- Goal of the exercise
Copy out the entries word for word, starting at their first line and stopping after the line that contains "M188 133L188 142L194", with both ends included. Leave the pictures out of your answer.

(Object outline annotations)
· · · · · · ·

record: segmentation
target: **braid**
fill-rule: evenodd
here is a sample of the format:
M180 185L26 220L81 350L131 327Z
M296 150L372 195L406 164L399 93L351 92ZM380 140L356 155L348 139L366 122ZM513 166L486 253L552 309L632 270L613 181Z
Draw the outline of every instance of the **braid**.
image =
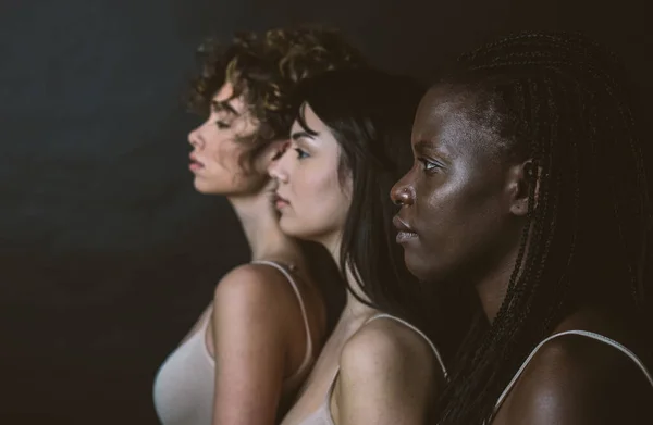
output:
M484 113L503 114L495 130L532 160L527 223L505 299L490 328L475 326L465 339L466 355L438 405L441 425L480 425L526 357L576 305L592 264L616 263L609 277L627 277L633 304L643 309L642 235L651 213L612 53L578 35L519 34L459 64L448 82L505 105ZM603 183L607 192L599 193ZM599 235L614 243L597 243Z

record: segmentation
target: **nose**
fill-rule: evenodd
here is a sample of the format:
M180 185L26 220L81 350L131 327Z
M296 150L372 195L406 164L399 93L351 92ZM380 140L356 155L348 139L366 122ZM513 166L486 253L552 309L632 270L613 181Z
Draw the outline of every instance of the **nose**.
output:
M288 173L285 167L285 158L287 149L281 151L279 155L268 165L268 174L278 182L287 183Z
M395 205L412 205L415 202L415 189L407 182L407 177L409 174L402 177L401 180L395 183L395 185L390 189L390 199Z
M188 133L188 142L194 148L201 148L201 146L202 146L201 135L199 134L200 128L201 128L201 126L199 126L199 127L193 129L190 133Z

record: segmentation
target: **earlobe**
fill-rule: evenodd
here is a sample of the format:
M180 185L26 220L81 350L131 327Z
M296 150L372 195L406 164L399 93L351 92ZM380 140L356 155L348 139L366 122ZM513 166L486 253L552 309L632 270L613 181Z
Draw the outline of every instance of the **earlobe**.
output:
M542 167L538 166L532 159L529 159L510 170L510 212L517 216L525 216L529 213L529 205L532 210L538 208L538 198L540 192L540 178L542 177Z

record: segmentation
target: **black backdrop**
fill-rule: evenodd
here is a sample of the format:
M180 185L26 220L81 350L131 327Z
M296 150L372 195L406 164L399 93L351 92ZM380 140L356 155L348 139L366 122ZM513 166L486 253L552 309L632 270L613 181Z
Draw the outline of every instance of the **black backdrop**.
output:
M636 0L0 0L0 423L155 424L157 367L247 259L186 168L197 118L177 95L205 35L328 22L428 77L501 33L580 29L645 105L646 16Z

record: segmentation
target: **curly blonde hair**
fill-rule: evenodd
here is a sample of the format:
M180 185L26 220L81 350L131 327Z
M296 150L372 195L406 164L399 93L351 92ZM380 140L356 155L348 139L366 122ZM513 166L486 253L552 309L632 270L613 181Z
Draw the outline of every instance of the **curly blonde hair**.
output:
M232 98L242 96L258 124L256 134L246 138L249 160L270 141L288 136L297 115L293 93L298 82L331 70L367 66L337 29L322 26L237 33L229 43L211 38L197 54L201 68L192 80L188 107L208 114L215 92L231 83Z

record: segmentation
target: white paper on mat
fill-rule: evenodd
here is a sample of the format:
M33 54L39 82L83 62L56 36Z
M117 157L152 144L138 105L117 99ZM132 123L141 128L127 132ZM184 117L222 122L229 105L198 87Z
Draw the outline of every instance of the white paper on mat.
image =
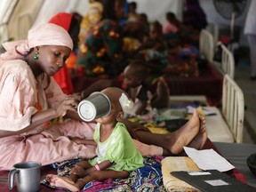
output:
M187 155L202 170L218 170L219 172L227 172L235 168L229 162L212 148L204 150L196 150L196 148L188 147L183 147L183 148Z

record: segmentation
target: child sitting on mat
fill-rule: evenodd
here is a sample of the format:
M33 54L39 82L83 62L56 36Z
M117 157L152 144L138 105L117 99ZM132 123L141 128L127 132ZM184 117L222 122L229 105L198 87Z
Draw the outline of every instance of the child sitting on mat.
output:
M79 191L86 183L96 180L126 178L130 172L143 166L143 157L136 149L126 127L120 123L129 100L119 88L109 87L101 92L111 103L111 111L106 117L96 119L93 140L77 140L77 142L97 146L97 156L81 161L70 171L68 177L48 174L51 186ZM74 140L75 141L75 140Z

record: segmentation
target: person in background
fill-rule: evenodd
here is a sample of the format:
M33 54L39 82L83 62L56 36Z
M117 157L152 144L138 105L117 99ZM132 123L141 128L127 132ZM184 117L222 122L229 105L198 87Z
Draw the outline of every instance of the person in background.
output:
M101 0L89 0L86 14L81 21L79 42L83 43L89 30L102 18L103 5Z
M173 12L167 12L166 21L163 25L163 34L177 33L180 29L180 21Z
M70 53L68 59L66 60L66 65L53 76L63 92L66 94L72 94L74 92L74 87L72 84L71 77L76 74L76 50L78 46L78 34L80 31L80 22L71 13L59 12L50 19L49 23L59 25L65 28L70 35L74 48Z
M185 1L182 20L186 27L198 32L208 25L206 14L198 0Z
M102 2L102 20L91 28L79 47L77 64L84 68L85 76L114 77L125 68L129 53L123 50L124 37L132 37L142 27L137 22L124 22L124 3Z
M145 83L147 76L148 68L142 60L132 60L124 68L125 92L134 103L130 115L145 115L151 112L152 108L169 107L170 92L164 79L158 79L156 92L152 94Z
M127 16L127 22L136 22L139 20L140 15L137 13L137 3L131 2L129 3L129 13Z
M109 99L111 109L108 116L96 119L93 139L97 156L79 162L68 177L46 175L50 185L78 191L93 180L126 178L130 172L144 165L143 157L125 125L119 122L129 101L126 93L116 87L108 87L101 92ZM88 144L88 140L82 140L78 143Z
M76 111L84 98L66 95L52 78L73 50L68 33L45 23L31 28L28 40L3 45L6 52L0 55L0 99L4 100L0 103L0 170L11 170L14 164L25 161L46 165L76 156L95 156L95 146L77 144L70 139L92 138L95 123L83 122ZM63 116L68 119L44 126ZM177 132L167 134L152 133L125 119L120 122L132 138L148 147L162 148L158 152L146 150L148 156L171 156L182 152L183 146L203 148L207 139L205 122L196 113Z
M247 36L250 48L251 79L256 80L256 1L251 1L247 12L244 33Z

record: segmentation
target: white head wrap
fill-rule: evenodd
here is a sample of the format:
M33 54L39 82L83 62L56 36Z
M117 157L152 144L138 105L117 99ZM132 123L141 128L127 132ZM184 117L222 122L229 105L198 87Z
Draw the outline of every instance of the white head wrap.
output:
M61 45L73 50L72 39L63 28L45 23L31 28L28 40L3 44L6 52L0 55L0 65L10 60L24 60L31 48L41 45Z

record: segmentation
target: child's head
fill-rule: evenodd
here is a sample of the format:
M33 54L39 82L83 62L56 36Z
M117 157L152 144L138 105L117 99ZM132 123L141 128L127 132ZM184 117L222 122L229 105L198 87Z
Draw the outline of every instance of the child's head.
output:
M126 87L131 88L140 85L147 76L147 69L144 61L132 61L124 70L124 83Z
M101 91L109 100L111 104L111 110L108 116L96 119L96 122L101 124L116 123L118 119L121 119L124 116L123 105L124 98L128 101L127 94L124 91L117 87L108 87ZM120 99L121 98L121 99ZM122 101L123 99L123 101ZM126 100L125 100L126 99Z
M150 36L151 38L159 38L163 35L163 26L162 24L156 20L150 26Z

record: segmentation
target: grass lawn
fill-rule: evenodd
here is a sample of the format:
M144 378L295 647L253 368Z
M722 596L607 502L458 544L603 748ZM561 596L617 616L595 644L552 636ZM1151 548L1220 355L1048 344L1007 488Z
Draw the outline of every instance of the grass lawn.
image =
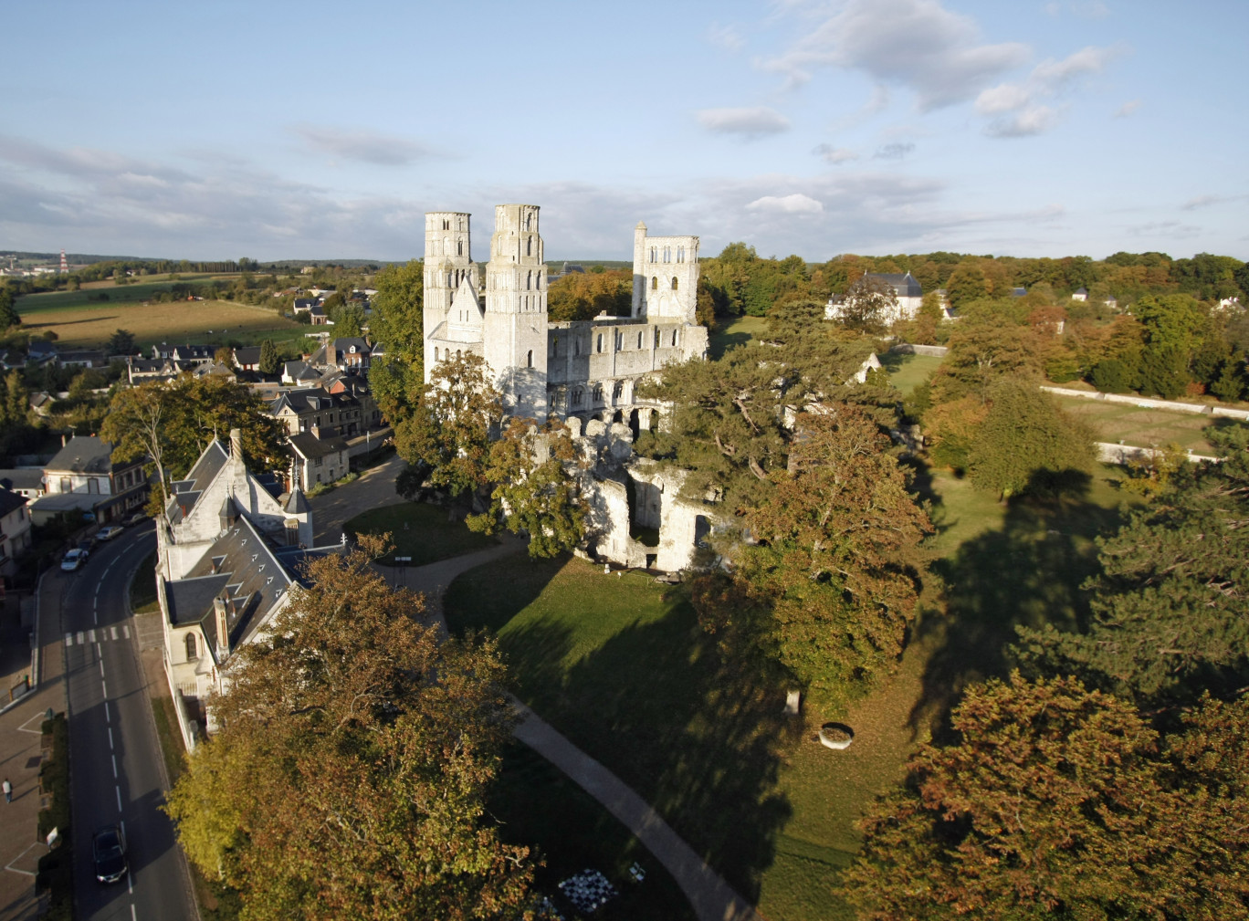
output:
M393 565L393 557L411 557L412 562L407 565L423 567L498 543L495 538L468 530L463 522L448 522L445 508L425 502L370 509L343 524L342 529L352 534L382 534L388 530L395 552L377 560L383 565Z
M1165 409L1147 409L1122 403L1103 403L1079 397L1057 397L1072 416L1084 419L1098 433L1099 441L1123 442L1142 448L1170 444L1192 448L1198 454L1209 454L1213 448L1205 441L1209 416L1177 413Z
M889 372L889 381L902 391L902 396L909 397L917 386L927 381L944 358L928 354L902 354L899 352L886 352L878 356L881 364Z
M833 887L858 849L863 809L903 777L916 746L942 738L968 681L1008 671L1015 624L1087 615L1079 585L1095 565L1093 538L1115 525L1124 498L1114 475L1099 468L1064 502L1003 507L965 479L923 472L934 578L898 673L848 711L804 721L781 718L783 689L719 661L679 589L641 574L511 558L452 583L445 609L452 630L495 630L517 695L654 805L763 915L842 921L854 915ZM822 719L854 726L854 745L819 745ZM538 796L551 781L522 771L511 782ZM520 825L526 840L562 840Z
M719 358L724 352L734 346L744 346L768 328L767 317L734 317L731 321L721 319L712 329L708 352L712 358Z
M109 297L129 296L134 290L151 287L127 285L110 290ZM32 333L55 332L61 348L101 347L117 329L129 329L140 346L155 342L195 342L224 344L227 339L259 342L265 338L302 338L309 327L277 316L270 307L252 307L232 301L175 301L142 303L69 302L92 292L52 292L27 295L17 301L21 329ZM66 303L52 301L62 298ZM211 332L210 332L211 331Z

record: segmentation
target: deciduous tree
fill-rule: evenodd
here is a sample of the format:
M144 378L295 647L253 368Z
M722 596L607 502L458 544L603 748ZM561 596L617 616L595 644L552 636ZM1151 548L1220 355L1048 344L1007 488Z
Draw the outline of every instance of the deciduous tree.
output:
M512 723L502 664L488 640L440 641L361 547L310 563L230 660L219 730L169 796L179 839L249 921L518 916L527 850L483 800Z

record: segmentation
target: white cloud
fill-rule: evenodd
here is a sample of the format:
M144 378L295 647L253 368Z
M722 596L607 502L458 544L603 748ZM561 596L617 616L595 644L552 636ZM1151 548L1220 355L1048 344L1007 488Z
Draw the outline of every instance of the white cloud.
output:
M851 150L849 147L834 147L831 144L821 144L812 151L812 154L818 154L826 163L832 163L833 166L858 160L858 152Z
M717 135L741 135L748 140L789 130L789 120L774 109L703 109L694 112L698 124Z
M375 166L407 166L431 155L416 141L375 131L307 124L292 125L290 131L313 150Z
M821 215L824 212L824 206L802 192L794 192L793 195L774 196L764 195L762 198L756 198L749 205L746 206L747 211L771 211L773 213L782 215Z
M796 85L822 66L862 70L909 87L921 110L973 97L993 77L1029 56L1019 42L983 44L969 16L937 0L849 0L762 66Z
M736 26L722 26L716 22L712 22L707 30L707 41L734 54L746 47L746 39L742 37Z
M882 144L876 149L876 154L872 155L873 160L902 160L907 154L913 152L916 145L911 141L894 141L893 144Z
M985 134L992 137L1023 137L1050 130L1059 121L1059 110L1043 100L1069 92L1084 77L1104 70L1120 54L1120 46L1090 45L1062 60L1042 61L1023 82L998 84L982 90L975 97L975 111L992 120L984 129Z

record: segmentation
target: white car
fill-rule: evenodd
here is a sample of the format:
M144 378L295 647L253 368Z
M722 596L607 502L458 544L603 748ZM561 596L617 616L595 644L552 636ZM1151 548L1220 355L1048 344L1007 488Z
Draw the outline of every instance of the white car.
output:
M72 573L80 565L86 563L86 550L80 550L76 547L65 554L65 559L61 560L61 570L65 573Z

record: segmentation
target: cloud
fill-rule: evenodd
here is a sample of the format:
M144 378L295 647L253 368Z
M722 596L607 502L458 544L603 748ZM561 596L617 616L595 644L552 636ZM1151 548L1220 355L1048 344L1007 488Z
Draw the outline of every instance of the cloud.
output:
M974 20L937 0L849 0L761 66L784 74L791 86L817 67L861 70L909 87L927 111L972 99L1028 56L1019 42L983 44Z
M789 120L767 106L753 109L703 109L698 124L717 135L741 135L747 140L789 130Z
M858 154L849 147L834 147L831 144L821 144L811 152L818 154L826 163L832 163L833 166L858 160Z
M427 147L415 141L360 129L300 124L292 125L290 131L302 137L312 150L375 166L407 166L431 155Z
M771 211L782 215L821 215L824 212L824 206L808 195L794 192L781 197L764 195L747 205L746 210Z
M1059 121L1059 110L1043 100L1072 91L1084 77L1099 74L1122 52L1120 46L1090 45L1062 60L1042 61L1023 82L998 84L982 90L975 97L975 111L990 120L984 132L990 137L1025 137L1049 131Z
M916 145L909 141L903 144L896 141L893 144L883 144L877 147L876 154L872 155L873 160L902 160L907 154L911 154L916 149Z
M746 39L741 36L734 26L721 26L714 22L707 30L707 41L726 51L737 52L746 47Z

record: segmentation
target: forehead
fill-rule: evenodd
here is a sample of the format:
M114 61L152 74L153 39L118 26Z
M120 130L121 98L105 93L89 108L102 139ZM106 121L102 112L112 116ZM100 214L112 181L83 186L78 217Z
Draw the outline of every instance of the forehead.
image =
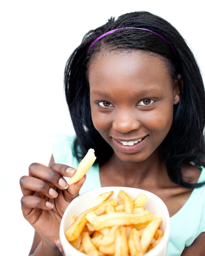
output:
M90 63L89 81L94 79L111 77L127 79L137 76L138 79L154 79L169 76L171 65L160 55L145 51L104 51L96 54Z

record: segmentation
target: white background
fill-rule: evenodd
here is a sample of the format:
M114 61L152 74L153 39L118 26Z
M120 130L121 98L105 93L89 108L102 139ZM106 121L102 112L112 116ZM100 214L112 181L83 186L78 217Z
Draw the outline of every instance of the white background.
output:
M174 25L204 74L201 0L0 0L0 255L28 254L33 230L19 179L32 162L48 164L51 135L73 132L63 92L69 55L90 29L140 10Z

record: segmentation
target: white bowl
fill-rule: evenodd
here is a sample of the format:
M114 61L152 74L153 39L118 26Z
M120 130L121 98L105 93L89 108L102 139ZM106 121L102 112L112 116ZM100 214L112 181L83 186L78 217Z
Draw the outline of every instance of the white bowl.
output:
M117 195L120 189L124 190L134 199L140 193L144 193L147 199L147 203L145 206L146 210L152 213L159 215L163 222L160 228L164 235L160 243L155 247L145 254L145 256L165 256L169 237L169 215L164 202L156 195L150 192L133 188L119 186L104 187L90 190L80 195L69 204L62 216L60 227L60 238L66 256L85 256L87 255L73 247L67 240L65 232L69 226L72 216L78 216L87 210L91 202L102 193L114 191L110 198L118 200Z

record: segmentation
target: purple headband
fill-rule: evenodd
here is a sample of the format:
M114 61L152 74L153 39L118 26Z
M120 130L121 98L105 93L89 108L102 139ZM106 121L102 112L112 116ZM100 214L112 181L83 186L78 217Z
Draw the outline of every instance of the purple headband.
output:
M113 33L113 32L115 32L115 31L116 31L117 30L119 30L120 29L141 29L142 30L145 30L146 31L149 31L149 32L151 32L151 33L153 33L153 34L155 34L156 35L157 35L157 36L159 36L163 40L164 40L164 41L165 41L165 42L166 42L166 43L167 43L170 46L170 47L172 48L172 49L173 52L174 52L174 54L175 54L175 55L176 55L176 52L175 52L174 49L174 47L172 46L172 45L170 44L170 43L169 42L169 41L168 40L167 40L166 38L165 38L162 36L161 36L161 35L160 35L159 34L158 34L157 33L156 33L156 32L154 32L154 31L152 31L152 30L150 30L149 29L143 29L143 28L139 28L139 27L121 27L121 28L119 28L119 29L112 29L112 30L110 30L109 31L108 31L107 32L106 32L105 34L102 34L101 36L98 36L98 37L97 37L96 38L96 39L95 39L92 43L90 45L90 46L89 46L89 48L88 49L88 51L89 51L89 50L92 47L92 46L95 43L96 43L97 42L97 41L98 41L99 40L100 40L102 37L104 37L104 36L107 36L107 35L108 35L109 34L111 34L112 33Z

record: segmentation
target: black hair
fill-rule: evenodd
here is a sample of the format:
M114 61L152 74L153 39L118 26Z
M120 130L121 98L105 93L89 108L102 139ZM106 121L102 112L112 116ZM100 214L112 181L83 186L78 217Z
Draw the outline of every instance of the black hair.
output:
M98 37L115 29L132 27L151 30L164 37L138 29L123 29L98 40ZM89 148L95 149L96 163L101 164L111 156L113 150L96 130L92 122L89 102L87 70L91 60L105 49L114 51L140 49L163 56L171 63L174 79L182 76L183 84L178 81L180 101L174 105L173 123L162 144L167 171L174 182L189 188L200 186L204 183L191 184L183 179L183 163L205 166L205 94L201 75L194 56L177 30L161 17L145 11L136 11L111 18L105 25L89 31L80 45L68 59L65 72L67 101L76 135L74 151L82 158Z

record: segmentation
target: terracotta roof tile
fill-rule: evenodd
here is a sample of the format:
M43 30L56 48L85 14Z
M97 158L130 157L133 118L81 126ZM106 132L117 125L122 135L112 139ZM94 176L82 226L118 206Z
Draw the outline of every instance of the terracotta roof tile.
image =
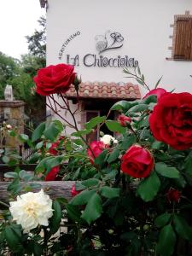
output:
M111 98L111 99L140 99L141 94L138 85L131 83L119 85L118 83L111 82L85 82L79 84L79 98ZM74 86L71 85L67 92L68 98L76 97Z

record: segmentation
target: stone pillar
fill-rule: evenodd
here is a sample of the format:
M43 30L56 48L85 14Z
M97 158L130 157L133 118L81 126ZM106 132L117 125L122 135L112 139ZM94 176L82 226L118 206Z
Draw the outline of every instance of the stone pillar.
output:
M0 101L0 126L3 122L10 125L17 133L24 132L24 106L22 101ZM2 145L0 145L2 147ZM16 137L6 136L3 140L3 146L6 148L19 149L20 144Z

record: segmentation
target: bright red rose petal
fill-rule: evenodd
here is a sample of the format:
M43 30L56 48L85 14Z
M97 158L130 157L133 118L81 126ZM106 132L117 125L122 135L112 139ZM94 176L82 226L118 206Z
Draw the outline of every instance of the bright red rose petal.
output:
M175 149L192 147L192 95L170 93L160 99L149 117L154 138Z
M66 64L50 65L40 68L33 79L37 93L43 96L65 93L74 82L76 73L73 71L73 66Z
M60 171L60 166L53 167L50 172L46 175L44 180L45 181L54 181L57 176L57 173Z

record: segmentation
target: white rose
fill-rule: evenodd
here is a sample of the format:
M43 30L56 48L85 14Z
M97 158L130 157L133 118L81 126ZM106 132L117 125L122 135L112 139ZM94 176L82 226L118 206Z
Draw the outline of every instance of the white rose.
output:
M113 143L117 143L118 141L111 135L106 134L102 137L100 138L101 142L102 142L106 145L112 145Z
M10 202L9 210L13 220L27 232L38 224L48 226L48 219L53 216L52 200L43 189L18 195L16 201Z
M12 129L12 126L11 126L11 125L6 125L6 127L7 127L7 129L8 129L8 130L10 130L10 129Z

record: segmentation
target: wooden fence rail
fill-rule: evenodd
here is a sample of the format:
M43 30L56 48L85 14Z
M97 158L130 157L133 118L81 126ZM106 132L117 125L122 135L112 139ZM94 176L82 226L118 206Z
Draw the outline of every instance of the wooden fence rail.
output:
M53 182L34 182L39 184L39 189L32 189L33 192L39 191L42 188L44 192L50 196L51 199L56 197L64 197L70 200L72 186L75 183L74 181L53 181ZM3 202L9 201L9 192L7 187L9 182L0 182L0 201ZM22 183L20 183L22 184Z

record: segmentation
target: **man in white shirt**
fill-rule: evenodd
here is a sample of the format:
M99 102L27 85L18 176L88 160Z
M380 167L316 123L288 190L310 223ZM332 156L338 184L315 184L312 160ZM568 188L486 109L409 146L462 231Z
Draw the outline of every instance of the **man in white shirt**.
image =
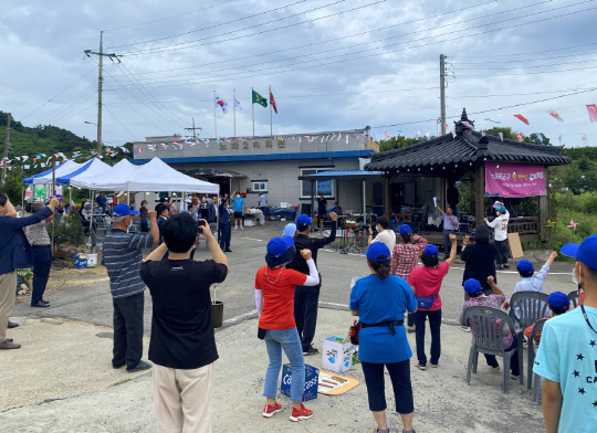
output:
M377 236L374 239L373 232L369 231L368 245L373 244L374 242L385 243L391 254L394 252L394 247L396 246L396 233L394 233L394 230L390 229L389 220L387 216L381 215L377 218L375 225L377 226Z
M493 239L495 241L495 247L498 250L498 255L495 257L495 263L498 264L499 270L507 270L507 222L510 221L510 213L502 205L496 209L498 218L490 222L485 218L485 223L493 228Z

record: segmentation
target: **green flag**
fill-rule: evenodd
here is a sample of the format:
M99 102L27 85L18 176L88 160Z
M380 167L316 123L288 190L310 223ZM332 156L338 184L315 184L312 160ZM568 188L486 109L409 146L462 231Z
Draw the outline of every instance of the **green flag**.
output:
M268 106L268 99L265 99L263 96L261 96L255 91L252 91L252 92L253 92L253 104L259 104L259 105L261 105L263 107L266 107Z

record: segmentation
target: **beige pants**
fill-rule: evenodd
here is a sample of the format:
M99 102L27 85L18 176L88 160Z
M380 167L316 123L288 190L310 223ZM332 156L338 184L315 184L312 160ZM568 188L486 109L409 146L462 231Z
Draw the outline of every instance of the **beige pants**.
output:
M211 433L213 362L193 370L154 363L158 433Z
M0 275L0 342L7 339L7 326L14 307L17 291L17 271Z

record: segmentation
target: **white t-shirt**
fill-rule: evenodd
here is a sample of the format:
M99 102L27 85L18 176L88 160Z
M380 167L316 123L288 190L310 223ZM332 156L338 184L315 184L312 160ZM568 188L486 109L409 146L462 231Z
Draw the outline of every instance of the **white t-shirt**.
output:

· · · · · · ·

- Reply
record: segmentation
target: **braid**
fill-rule: evenodd
here is a sample of the format:
M180 185L26 220L81 350L131 327Z
M296 150L372 195L406 164L399 93L351 92ZM380 140L356 155L348 139L366 122ZM513 166L486 253L552 309L632 270L613 181Z
Draw the outline of every instance of the **braid**.
image =
output:
M484 113L503 114L495 130L532 160L527 223L505 299L490 328L475 326L465 339L466 355L438 405L441 425L480 425L526 357L576 305L592 264L616 263L609 277L627 277L633 304L643 309L642 235L651 213L612 53L578 35L519 34L459 64L448 82L505 105ZM603 183L607 192L599 193ZM599 235L614 243L597 243Z

record: segmentation
target: **nose**
fill-rule: evenodd
here is a sample of the format:
M180 185L26 220L81 350L131 327Z
M296 150L372 195L406 164L399 93L351 92ZM380 140L356 155L348 139L366 122ZM513 166L486 253L552 309L632 270L613 181Z
Draw the outline of every instance of the **nose**.
output:
M288 173L285 167L285 158L287 149L281 151L279 155L268 165L268 174L278 182L287 183Z
M395 205L412 205L415 202L415 189L407 182L407 177L409 174L402 177L401 180L395 183L395 185L390 189L390 199Z
M188 133L188 142L194 148L201 148L201 146L202 146L201 135L199 134L200 128L201 128L201 126L199 126L199 127L193 129L190 133Z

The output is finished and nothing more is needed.